— BEGIN Given data —
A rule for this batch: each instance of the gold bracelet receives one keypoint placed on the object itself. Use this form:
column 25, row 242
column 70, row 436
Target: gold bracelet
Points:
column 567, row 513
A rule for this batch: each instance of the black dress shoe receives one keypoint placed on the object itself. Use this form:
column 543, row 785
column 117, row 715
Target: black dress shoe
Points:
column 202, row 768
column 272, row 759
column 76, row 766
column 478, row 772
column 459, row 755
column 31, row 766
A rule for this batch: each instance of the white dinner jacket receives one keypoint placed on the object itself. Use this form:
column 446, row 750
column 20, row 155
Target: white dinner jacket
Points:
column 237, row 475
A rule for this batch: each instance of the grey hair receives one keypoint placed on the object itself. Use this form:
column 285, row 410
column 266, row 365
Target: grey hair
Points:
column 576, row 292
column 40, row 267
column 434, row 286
— END Given data —
▶ **Description of the task**: Please express every line of the rows above as a JSON list of strings, with one string per line and blank lines left out.

▶ **Solution**:
[
  "A rule for this batch: each instance of the gold bracelet receives one keypoint placed on the object itself. Use this form:",
  "column 25, row 242",
  "column 70, row 436",
  "Target: gold bracelet",
  "Points:",
  "column 567, row 513",
  "A rule for this batch: each instance of the black dress shoe receives one keypoint placed on the object itself. Use this form:",
  "column 543, row 785",
  "column 117, row 715",
  "Target: black dress shoe",
  "Points:",
  "column 202, row 768",
  "column 272, row 759",
  "column 76, row 766",
  "column 478, row 772",
  "column 459, row 755",
  "column 31, row 766",
  "A rule for this batch: each instance of the white dinner jacket receives one keypoint placed on the object itself. Use this form:",
  "column 446, row 750",
  "column 20, row 155",
  "Target: white dinner jacket",
  "Points:",
  "column 237, row 475",
  "A rule for this batch: each instance of the grey hair receives one keypoint placed on the object itself. Use this form:",
  "column 285, row 410",
  "column 266, row 365",
  "Target: grey hair",
  "Points:",
  "column 576, row 292",
  "column 40, row 267",
  "column 434, row 286"
]